* JOB 1: Translate this sentence from the passage on money into Spanish: "Perhaps you think money in the future will be wholly digital."

* QUOTED PASSAGE:

Arnon Grunberg

Demand

Vacuum

On money and mysticism – Rebecca L. Spang in TLS:

‘Money, it would seem, isn’t what you think it is. Perhaps, for example, you believe that money is a thing and therefore gains value by being rare, that it is subject to the law of supply and demand. Or perhaps you think that money used to be a thing, which was then backed by other things, and now is just printed at will by the Federal Reserve, the Bank of England, the European Central Bank and co. And maybe you think money ought to go back to being a thing; that the “gold standard” is called that for a reason. Perhaps you think money in the future will be wholly digital. And maybe you think that if families have to balance their budgets and save for retirement then governments ought to do so too.’

(…)

* JOB 2: Rewrite all of the rows below, replacing "thickest part" with "widest part" and changing nothing else. Omit the pictures.

(A run of records)
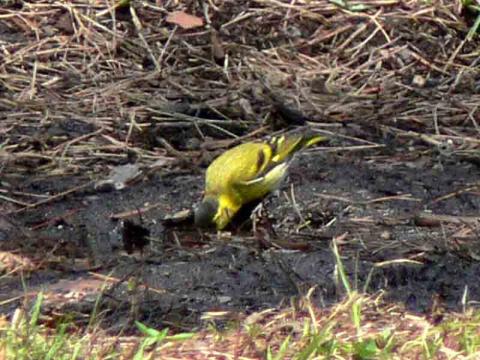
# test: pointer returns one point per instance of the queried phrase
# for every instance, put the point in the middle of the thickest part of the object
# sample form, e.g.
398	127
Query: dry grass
85	87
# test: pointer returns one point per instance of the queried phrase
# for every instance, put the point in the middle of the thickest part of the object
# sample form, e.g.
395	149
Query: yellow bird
246	173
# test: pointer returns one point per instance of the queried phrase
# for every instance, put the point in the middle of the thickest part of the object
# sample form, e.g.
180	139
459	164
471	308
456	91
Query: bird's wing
279	150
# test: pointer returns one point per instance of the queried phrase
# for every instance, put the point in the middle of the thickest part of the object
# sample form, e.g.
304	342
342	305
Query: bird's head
205	212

* RESPONSE 1: Quizás creas que en el futuro el dinero será totalmente digital.

* RESPONSE 2:
# test: pointer returns one point per instance of the queried phrase
# for every instance, put the point in the middle of the widest part of the object
# sample form, e.g.
398	127
Query: dry grass
85	87
# test: pointer returns one point per instance of the queried phrase
# for every instance, put the point in the middle of the widest part of the object
# sample form, e.g.
395	149
Query: yellow bird
246	173
# test: pointer returns one point per instance of the queried phrase
# for every instance, put the point in the middle of the widest part of the object
# sample form, e.g.
180	139
459	164
471	308
456	91
Query: bird's wing
279	150
# test: pointer returns one point per instance of the queried phrase
# for every instance, put the point in the middle of the widest part of the object
# sample form, e.g.
304	342
342	305
Query: bird's head
205	212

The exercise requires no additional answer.